## Text passage
---*---

A wired hospital has physicians write orders directly into the computer, something that improves patient care and safety, said Dr. John Paul Jones, a Centra emergency department physician working for the past two years on the wired transition.
Physicians are dealing with an ever-enlarging body of knowledge. A system that instantly supports decision-making helps patient care, he said, whether it’s an antibiotic choice for a particular viral pneumonia or choices among lab tests needed.
Nationwide efforts started in the 1970s, but only made inroads during the 1980s and ’90s, and then primarily in university settings with tenured physicians.
Jones noted that only about 2 percent of the community hospitals in the nation have made such a conversion.
Centra is a community hospital, where physicians are customers, partners and employees, Jones said.
“It’s harder to cater to a diverse group of needs,” he said. “The practice of medicine is an art and a science, you don’t want the technology to take away from the art. You want it to support the science and support how the
physician thinks.”
Centra began the transition as a technical pilot with a group practice of psychiatrists in 2007. In February, the 15-member hospital medical group began using the system; now the program is underway among physicians working with patients in the medical intensive care unit.

---*---

## Tasks for this exercise
A. Write out part of the passage on Centra's move to a wired hospital word for word. Begin at the words containing "Physicians are dealing" and stop after "lab tests needed.".
B. Decide whether each statement below agrees with the passage on Centra's wired hospital. Answer yes or no for each and quote the deciding words from the passage.
(i) About 2 percent of the nation's community hospitals have made the conversion.
(ii) Nationwide efforts toward wired hospitals started in the 1980s.
(iii) Centra's transition began as a technical pilot with a group practice of psychiatrists.

## Provided data
---*---

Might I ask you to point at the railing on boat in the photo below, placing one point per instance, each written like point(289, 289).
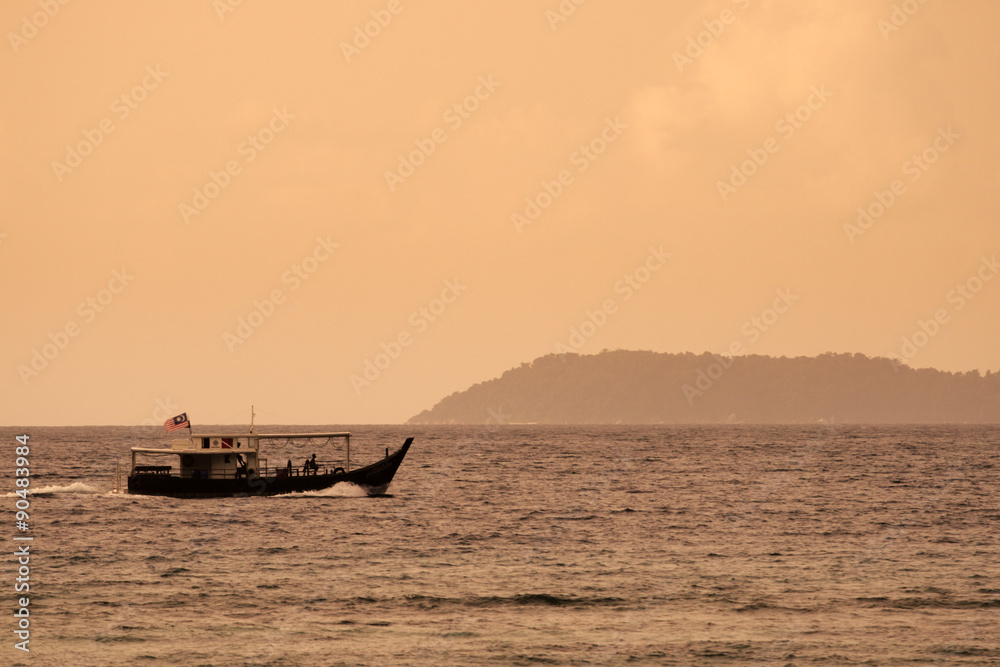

---*---

## Exercise answers
A.
Physicians are dealing with an ever-enlarging body of knowledge. A system that instantly supports decision-making helps patient care, he said, whether it’s an antibiotic choice for a particular viral pneumonia or choices among lab tests needed.

B.
(i) Yes: "only about 2 percent of the community hospitals in the nation have made such a conversion."
(ii) No: "Nationwide efforts started in the 1970s."
(iii) Yes: "Centra began the transition as a technical pilot with a group practice of psychiatrists in 2007."